--- GIVEN EXERCISE ---
Convert every line of the records below into a JSON list of strings, with one string per line and blank lines omitted. Leave the pictures out of the list.

-- start --

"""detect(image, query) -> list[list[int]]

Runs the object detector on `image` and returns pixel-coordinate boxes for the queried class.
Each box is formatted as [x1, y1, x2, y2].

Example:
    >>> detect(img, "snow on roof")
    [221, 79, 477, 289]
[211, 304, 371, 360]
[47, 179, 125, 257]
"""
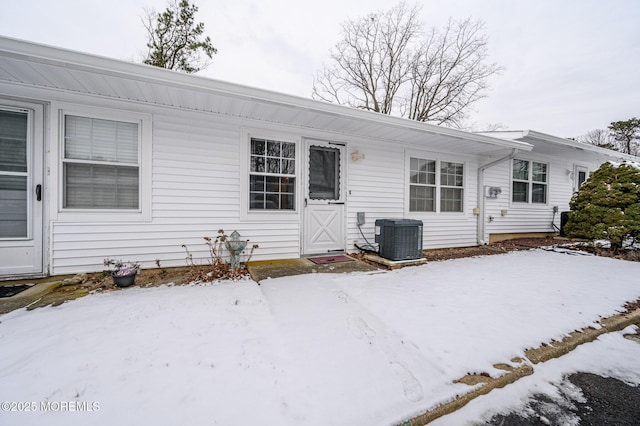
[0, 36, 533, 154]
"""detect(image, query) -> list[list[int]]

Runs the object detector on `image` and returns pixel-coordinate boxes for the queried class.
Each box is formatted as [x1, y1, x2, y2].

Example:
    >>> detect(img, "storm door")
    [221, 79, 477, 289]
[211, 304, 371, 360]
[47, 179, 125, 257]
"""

-- end --

--- EXERCISE ANSWER ---
[
  "\"\"\"detect(image, query) -> list[list[int]]",
  "Runs the object detector on `image` and returns pixel-coordinate boxes for the queried class.",
  "Each box is formatted as [x1, y1, x2, y2].",
  "Example:",
  "    >>> detect(img, \"snow on roof\")",
  "    [221, 79, 477, 289]",
  "[211, 304, 371, 360]",
  "[47, 179, 125, 257]",
  "\"\"\"",
  "[0, 36, 533, 154]",
  "\"\"\"detect(image, query) -> list[list[int]]",
  "Runs the object detector on `image` and returns pixel-coordinate boxes for the queried class.",
  "Each box is formatted as [x1, y1, x2, y2].",
  "Example:",
  "    >>> detect(img, \"storm door\")",
  "    [221, 79, 477, 289]",
  "[211, 304, 371, 360]",
  "[47, 179, 125, 257]",
  "\"\"\""
]